PROBLEM STATEMENT |
Continue the account of the motorcycle ride through British Columbia, starting right after its final sentence.

45mph speed limit – check.
60mph actual riding speed – check.
Back and abs tight, slight forward lean, arms loose, hands tight, big breath in, slow exhale… go!
Road curving right, position on far left of lane, the road falling away 1000 ft off the sheer face of the cliff, weight on left foot, leaning right into the turn, breath, throttle back – 65mph.
Leaning closer to the ground, right hand pushing the bar away, ass lifting off, adrenaline spiking, breath, neck tight, head up – looking for the end of the curve – 70mph.
Still can’t see the end of the curve, body off the bike entirely – getting closer and closer to the ground, breath, leaning on the throttle – 75mph.
Still no end in sight, heartbeat matching the trance in the eardrum – 100bpm…110bpm…120bpm, breath, knee almost to the ground – 80mph.
Face burning, the flush of adrenaline soaking me, beads of sweat running into my eyes, the sparks flying as the right peg scars the blacktop, I see the end of the turn, breath, almost there, throttle back, on the far right of the lane, stone wall of the cliff barely a meter away – it too is soaked from the tiny waterfalls covering its face, breath, throttle – 85mph.
G-forces subsiding, slowly sliding back onto the seat, pushing the bar back to the right, heart growing lighter, snow covered peaks revealing beyond – draped with skirts of pine, the sun slowly disappearing beyond a mass of granite… road curving left, speed – check, breath…

By the time you reach Kamloops, BC you are essentially in a giant valley between the Rockies and Coastal ranges. It is flatter, but the roads continue to stick to natural rises and falls of the earth as well as the shores of rivers, so the excellent riding continues. So much of the eerie rivers, with islets and bits of fog, reminded me of the western part of Scotland: big, rocky hills on one side of the road, the shares of misty rivers and lakes on the other.

Once you are down from the Rockies, and well into the Coastal range, the roads are lined with fruit stalls and dairies. You can pass one or two, but eventually their omni-presence becomes too enticing to not stop. The dairies are filled with local cheeses, milk, chocolate milk, and ice cream! The fruit stalls are also replete with the bounty of British Columbia, most notably – peaches. When in season, the right kind of peach can be the size of your face, but, unlike other fruit, the size only adds to the juiciness, sweetness and flavor. I have eaten many excellent meals in my life, but I still remember vividly the peach I had by the side of the road in BC… and now my mouth is watering.

There are two ways out of Kamloops if you are heading for Vancouver: Big Highway 5, which goes south and enters Vancouver from the east; and the longer, smaller and more breathtaking highway 99 (linked by highway 97 to Kamloops). You can guess which one I took.

HWY 99 enters the coastal range, and slowly meanders along the mountain passes, valleys, lakes, national parks and more fruit stalls. I want to say it is some of the best riding you can do in North America, but honestly, riding anywhere in BC is going to make you wish you were a motorcycle gypsy. There simply are no straightaways, it is a province of twisty roads and mountains, most of which are in excellent shape which allows you to take turns faster than what might be recommended. By the time I passed the world famous Squamish, Blackcomb and Whistler (you haven’t skied until you have skied there), I was right back on the western shores of Scotland as HWY 99 began to skirt the Howe Sound, on the way south to Horseshoe Bay and Vancouver.

(Point annotations for photos)
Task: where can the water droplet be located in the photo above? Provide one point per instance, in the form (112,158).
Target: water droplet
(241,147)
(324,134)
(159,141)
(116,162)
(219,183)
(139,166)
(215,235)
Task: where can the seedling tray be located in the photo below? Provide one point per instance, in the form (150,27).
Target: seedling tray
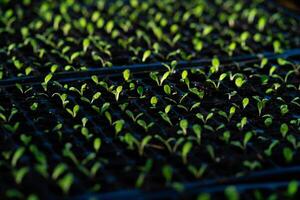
(99,103)
(52,128)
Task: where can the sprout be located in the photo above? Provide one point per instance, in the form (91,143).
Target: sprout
(146,55)
(231,193)
(20,173)
(167,89)
(66,182)
(167,172)
(143,124)
(97,144)
(215,65)
(153,101)
(131,115)
(198,173)
(284,128)
(117,92)
(85,44)
(269,150)
(292,188)
(284,109)
(59,170)
(261,103)
(239,81)
(288,154)
(126,74)
(119,126)
(17,155)
(185,151)
(73,112)
(197,130)
(247,138)
(165,117)
(242,123)
(184,125)
(245,102)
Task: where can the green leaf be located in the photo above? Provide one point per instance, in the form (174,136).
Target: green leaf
(288,154)
(185,151)
(231,193)
(245,102)
(222,76)
(247,138)
(85,44)
(197,130)
(20,173)
(164,77)
(167,89)
(97,144)
(284,129)
(48,78)
(153,100)
(239,82)
(119,126)
(146,55)
(184,74)
(66,182)
(126,74)
(292,188)
(17,155)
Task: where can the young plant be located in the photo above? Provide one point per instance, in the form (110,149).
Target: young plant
(74,111)
(197,130)
(284,128)
(153,101)
(186,149)
(159,81)
(197,172)
(203,118)
(117,92)
(126,75)
(184,124)
(143,124)
(229,115)
(132,141)
(119,124)
(167,172)
(261,103)
(242,123)
(245,102)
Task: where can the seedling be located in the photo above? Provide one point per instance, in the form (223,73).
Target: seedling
(126,74)
(97,144)
(153,101)
(184,125)
(239,82)
(117,92)
(284,128)
(215,65)
(66,182)
(261,103)
(288,154)
(146,55)
(197,130)
(187,147)
(198,173)
(119,124)
(74,111)
(167,172)
(143,124)
(241,124)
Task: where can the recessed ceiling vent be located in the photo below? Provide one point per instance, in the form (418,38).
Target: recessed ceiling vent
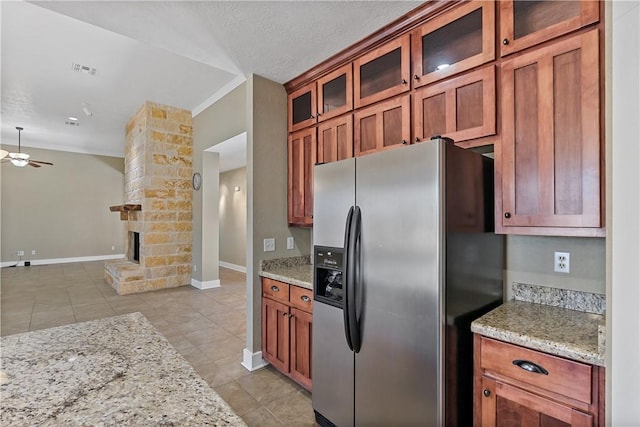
(79,68)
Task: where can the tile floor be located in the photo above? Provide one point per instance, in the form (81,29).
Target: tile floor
(206,327)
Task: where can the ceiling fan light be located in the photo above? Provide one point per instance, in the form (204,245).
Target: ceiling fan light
(19,162)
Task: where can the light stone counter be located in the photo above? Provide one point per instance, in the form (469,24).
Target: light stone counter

SOLVED PROBLEM |
It was some of the best riding I have ever done. There was, however, a slight detour, to avoid construction, which strained me and my Magna a little more than we liked. Waiting for a road to re-open, another biker, on a DR, pulled up next to me and said he knew a short-cut around the construction. Because I am generally impatient I agreed even though he said it would be a little off-road. “A little off-road” turned out to be a heavily rutted single track which soon brought my bike and me to our knees. The stranger having ridden ahead was of no help as I struggled to lift the heavily burdened beast back to a vertical position. The ruts and slick mud and grass did not help, but, as often is the case when one is alone, I managed to get her back up. The rest of the ride was hairy, but I stayed up and eventually managed to get back to pavement.

With Vancouver came traffic and the general annoyances of riding through a city. However, as every person you will ever meet will attest, it is simply too wonderful a city to stay angry. The people are great, the food is excellent, and the nature is unparalled.

My fondest memory of Vancouver is Stanley Park – a proper rain forest, which faces the waters of the Strait of Georgia. It was there, with new friends form Couch surfing, that I decided to tip back a bottle of vino and watch the sun set for 3 hours, while lying on the beach, surrounded by bikes, boats, someone blowing bubbles, and the slowly changing vista of colorful sky, water, islands, hills, and container ships the size of cities lighting up in the growing darkness. I spent the next few days taking in the food, the positivity and the expense, before hopping a ferry to Vancouver Island to complete my trek across Canada.

From Horseshoe Bay to Nanaimo: the ferry slides across the calm, teeming with whales, waters of the strait. I spent a few pleasant hours gazing at the tranquility of islands, fishermen, sail boats and dolphins.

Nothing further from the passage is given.